Top of Excerpt

In the memorable words of television character Gomer Pyle, “Well, surprise, surprise, surprise”, the 2020 federal COVID-19-related Paycheck Protection Program (PPP) delivered nationwide by the Small Business Administration shoveled huge piles of its “CARES Act” “bailout” money to... fake businesses.
That includes a crop of fictional agribusinesses with names like Ritter Wheat Club, Deely Nuts, and Beefy King, all supposedly located in less than arable New Jersey beach towns, and all of which received loans through the Small Business Administration's (SBA) Paycheck Protection Program (PPP).
Because nothing is more in line with bogus and unconstitutional agencies like the SBA and bogus, unconstitutional handouts like the CARES Act, than the tons of bogus and unconstitutional Federal Reserve Notes being handed to bogus and fraudulent businesses.
Something like a theme emerges, there…
The CARES Act, passed in March, approved $349 billion for the new program, which would be used to pay fees and reimburse banks that made low-interest loans to qualifying small businesses. Recipients of these loans could have their debts forgiven provided they spent the PPP loans on qualifying expenses like payroll, rent, and utilities. Subsequent bills passed by Congress allotted an additional $609 billion to the program.
Britschgi offers a big nod to folks at ProPublica, who dug into the fraud within the larger, less-questioned, fraud:
’There’s no farming here: We're a sandbar, for Christ's sake,’ Long Beach Township Mayor Joe Mancini, whose address was used on one of these fraudulent applications, told ProPublica, which published an investigation of PPP fraud yesterday (May 18).
The problem is so bad that the US Office of Inspector General investigated, coming up with mind-boggling results.
SBA quickly made billions of dollars of capital available to millions of businesses affected by the COVID-19 pandemic," notes an SBA Office of the Inspector General (OIG) report from January 2021. "However, although SBA made efforts to expedite capital to businesses as intended by the [CARES] Act, SBA lacks assurance that loans went to only eligible recipients.
What a surprise, Gomer…
The OIG report found that some 55,000 loans, worth approximately $7 billion, were made to potentially ineligible businesses. That includes some 5,000 businesses that received some $403 million in loans despite having registered a Tax Identification Number after the February 15 cutoff for the program. That number likely undercounts the number of ineligible recipients, as the OIG report excludes sole proprietorships, the business organization method used by many of the fake farms ProPublica identified.

Bottom of Excerpt
Top of Entries supplied

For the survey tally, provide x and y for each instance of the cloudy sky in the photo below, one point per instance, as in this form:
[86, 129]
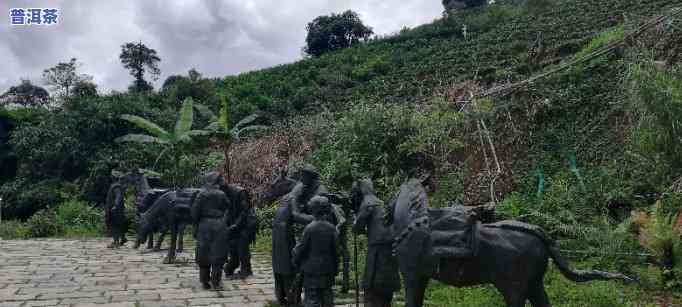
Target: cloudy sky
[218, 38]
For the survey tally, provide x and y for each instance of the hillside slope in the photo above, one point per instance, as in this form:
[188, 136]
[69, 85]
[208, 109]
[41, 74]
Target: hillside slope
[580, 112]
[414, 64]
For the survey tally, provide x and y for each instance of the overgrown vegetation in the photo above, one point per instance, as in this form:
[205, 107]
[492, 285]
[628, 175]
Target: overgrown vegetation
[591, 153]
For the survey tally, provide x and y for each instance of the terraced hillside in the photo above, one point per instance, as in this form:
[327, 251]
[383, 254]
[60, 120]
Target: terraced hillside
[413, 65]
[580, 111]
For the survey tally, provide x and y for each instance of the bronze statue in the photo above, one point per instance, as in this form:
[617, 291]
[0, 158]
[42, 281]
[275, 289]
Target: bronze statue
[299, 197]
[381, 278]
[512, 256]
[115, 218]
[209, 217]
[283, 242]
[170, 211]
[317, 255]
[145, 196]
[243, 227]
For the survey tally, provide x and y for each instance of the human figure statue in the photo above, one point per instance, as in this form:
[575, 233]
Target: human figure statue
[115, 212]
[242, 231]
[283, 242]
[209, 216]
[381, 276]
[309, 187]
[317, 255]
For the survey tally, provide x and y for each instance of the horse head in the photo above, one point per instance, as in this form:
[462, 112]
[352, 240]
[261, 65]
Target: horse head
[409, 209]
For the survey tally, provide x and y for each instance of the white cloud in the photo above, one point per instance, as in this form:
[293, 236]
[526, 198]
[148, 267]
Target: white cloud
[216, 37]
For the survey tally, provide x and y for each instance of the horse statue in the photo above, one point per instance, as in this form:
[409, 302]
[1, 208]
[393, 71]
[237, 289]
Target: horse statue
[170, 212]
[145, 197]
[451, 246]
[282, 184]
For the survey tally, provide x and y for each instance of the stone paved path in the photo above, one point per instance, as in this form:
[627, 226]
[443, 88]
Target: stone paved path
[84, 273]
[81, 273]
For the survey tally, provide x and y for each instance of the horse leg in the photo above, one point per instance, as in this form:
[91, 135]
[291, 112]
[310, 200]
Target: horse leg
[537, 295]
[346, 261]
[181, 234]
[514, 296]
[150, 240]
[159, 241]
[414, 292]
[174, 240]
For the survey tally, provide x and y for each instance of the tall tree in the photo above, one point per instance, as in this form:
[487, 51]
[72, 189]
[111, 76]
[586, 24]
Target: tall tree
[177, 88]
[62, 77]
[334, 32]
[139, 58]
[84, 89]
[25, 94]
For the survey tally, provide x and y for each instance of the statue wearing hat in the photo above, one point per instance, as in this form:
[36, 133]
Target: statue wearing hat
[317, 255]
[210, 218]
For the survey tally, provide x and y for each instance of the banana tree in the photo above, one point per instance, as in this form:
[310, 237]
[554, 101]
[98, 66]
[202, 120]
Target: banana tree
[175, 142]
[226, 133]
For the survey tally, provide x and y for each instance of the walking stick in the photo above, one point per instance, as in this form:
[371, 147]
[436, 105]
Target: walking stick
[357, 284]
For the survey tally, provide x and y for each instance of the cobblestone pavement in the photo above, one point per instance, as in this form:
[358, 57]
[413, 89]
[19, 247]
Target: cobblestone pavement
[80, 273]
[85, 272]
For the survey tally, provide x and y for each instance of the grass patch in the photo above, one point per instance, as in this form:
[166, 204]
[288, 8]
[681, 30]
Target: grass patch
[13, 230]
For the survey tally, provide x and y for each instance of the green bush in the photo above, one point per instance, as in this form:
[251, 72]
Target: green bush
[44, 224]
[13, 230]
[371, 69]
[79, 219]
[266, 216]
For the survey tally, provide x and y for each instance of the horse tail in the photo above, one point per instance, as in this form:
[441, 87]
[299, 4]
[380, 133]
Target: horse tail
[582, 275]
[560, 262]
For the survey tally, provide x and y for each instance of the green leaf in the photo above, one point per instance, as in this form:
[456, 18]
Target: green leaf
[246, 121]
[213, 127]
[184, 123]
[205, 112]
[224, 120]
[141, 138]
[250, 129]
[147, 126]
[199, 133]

Bottom of Entries supplied

Required action A: According to the PPP fraud article, how many loans did the OIG report find were made to potentially ineligible businesses, and roughly what were they worth?
Required action B: Echo the part of the PPP fraud article between "Something like a" and "yesterday (May 18).", inclusive.

Exercise solution A: Some 55,000 loans, worth approximately $7 billion.

Exercise solution B:
Something like a theme emerges, there…
The CARES Act, passed in March, approved $349 billion for the new program, which would be used to pay fees and reimburse banks that made low-interest loans to qualifying small businesses. Recipients of these loans could have their debts forgiven provided they spent the PPP loans on qualifying expenses like payroll, rent, and utilities. Subsequent bills passed by Congress allotted an additional $609 billion to the program.
Britschgi offers a big nod to folks at ProPublica, who dug into the fraud within the larger, less-questioned, fraud:
’There’s no farming here: We're a sandbar, for Christ's sake,’ Long Beach Township Mayor Joe Mancini, whose address was used on one of these fraudulent applications, told ProPublica, which published an investigation of PPP fraud yesterday (May 18).